• **Text for analysis**
To amplify the low light signals from fluorescing labels on the incorporated bases above background noises in CCD arrays, a high-sensitivity CCD-based device such as EMCCD, ICCD, or EB-CCD, is used in exemplary embodiments. Due to fast base incorporation rates of DNA molecules, in addition to sensitivity, the speed of reading data out from a CCD detector is also important because it is associated with the ability to capture event data and to readout the data out over a short period of time to allow the next event to be observed. Through careful design of a readout scheme, a CCD array can be made to be fast enough to resolve fluorescent emissions from two consecutive incorporation events associated with a same source point. Moreover, a CCD with multiple outputs or taps can be used to increase the CCD readout speed. For example, a CCD with 4 taps can allow a 4-times increase in readout speed, which allows images of more source points to be read for increased throughput.


To further improve the readout speed, a frame transfer CCD (FTCCD) array 1500, as illustrated in FIG. 15A, is used in detector 1330 according to exemplary embodiments of the present teaching. The FTCCD array 1500 allows data readout operations to be performed concurrently with data collection operations. As shown in FIG. 15A, CCD array 1500 comprises a dark area 1510, an image area 1520, a masked storage area 1530, and a horizontal register 1540. The image area 1520 of CCD array 1500 is where light signals are detected and is constructed as a two-dimensional array of light-sensitive elements or pixels. Storage area 1530 comprises an array of storage elements covered with an opaque mask to provide temporary storage for an image frame transferred from the image area. The signal that is accumulated in each pixel in image area 1520 is read out by a process of parallel transfer in the negative y-direction shown in the figure, whereby charges in each horizontal row within image area 1520 and storage area 1530 are transferred to the next row and so forth until ultimately they reach the horizontal register 1540, which is a serial readout register that allows charges to be transferred in the x-direction to an output node (not shown), from which they are read out. While data from storage array 1530 is read, image area 1520 is available to collect a next round of light signals.


Dark area 1510 is a region of excess pixels. Because these pixels are not illuminated, they do not have to be cleared during each readout. Usually, the combination of dark area 1510 and image areas 1520 maps directly onto the storage area 1530. In one embodiment, image area 1520 occupies a small fraction (e.g. 1/10) of the combination so that source point data can be read out at, for example, 10 times the normal frame rate. In exemplary embodiments, CCD array 1500 is kept cool at about 80° C. below zero so that minimal dark current charges are generated. In certain embodiments, the dark area is eliminated when CCD 1500 is custom built to have just the right amount of rows in the image area 1520.


In some embodiments, an interline CCD or a combined interline and frame transfer CCD may be employed. FIG. 15B illustrates an interline CCD array 1550 in CCD detector 1330 according to exemplary embodiments of the present teaching. As shown in FIG. 15B, interline CCD array 1550 comprises separate image regions 1560 and CCD storage regions 1570. CCD storage regions 1570 are protected with a mask structure and positioned alongside respective ones of image regions 1560 such that CCD storage regions 1570 and image regions 1560 together form an alternating parallel array. Image regions 1560 may comprise circuit elements such as photodiodes for capturing the images of the source points while CCD storage regions 1570 shift previously acquired images in a parallel fashion towards a horizontal register 1590. The horizontal register 1590 then sequentially shifts image information from each CCD storage region to an output amplifier or other processing circuits (not shown) as a serial data stream. The readout process is repeated until data from all of the CCD storage regions 1570 are transferred to the output amplifier.

• **Data provided**
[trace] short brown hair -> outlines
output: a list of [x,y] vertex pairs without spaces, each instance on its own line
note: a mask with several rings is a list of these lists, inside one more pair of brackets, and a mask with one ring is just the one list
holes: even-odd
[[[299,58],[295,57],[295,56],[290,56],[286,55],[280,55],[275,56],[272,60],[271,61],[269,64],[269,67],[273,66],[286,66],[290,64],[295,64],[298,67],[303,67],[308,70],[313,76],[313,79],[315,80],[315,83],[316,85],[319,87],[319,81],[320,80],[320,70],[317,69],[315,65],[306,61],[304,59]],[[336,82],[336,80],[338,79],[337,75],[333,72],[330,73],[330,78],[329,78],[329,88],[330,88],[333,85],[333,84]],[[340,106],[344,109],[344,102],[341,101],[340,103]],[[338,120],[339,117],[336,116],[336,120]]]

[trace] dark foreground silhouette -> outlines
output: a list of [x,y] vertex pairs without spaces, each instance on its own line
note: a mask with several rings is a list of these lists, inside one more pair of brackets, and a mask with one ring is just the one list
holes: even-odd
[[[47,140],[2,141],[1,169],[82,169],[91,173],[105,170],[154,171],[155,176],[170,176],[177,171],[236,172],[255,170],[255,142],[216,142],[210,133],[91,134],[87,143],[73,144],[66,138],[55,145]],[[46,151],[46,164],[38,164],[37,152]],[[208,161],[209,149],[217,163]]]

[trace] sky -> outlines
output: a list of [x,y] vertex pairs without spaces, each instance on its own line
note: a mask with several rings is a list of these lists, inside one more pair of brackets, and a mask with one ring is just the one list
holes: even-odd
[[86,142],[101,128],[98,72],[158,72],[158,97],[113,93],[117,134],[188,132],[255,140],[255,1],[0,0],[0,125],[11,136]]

...

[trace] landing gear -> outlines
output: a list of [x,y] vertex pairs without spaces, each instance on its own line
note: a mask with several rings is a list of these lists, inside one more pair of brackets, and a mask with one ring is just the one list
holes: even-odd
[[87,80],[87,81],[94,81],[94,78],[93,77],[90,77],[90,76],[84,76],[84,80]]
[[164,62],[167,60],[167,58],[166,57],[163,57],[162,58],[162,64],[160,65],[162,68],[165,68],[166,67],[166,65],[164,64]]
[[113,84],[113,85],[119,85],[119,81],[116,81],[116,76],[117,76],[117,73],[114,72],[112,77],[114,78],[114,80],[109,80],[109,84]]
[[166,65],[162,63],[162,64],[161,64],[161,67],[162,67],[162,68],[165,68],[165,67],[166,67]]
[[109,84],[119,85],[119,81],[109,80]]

---

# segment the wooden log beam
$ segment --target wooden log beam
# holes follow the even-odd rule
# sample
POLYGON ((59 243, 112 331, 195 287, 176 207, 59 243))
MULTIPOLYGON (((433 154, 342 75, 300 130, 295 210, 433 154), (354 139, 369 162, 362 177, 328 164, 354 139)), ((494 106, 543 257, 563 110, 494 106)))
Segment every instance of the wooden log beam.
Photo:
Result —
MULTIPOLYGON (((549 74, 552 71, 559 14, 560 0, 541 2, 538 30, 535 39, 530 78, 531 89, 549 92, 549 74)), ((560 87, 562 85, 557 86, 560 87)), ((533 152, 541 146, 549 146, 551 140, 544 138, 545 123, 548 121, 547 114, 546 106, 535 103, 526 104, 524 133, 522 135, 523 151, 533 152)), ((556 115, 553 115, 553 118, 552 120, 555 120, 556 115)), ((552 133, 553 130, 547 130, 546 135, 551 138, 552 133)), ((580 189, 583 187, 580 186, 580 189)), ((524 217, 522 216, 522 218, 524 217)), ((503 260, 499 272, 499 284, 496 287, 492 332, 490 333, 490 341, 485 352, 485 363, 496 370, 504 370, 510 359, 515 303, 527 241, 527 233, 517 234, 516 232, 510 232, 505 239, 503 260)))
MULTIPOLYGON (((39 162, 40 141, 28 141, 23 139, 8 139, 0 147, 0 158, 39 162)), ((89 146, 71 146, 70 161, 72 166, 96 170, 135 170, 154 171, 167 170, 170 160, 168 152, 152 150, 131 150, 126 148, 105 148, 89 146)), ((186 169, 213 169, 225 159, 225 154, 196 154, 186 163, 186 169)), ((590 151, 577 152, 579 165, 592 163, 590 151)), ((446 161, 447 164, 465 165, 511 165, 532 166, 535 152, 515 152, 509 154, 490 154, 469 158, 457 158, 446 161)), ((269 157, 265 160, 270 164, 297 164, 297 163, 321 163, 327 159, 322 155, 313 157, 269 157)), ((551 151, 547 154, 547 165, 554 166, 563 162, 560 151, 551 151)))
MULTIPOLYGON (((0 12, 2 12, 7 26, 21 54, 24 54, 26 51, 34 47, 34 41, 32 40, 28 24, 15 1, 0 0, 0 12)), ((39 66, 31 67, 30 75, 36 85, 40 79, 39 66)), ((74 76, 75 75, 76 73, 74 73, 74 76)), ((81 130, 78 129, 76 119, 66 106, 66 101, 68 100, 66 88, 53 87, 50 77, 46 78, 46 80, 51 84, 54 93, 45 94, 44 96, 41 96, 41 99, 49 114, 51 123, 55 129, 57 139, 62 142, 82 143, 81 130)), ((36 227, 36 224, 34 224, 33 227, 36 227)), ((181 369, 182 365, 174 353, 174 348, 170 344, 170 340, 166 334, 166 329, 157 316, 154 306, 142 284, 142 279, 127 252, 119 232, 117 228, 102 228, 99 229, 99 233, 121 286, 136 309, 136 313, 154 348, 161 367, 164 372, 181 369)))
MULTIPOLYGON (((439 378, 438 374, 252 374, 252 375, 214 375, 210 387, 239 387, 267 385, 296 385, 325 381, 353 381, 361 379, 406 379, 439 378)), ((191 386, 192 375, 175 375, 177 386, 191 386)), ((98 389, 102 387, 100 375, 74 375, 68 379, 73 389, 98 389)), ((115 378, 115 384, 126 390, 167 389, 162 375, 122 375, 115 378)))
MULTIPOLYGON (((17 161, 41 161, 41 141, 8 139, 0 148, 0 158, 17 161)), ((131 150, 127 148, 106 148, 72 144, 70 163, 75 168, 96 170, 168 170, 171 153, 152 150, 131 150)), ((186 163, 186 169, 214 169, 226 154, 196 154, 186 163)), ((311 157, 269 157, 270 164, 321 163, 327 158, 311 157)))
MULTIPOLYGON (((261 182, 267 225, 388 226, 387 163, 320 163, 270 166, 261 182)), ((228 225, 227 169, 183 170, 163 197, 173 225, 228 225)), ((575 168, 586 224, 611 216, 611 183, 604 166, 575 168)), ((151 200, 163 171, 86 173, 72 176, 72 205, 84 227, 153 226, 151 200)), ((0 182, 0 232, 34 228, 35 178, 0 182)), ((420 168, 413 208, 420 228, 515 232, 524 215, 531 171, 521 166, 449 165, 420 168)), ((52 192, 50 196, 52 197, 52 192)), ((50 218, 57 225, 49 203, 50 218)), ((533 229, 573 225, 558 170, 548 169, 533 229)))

• **Work request A**
Summarize the passage on CCD detector readout in two sentences.
• **Work request B**
Write what comes next in the passage on CCD detector readout, starting after its final sentence.
The data plays no part in this work.

• **Reply A**
High-sensitivity CCD-based devices such as EMCCD, ICCD, or EB-CCD are used to amplify weak signals from fluorescing labels, and readout speed also matters because of fast base incorporation rates; a CCD with multiple taps can raise that speed. A frame transfer CCD lets data be read out from a masked storage area while its image area collects the next round of light signals, and an interline CCD alternates masked storage regions with image regions so that acquired images shift toward a horizontal register for serial readout.

• **Reply B**
Where an actual two-dimensional image is desired from the CCD, the image data in a digital format is reconstructed to yield the final image. Where the data is to be used for non-pictorial or non-imaging applications, the relevant pixel data may be identified and processed according to its intended purpose. One advantage of the interline CCDs is their ability to operate without a shutter or synchronized strobe, allowing for an increase in device speed and faster frame rates. An interline CCD array can be used to eliminate blurring or image smear, which is a common problem with frame-transfer CCDs, by effectively doing horizontal shifts directly from the image regions to the respective ones of the storage regions.


In exemplary embodiments, readout speed is further improved by limiting the number of source points to be imaged on the CCD so that the number of data rows to be read are minimized. The number of data rows to be read may also be minimized by binning vertically (in the y-direction), especially when the source points 210 and thus the images of the source points 1230 are in an array so that the positions of the images can be fairly accurately predicted, as shown in FIG. 12. With the fluorescent signals dispersed spectrally over a range of pixels along the y-direction, the pixels can be binned in the y-direction to capture informative wavelength groupings for base determination. For example, as shown in FIG. 12, each source point image 1230 may comprise four interested wavelength groups C1, C2, C3, and C4 interleaved with uninterested wavelength groups U1, U2, and U3. Data in each of the interested wavelength groups can be binned, while data in the uninterested wavelength groups can be cleared without being read, as discussed below. Binning can also be done in the x-direction for further increase in readout speed because shifting is often faster than reading. With a CCD array, binning can be done on-chip in a conventional manner that does not introduce noise.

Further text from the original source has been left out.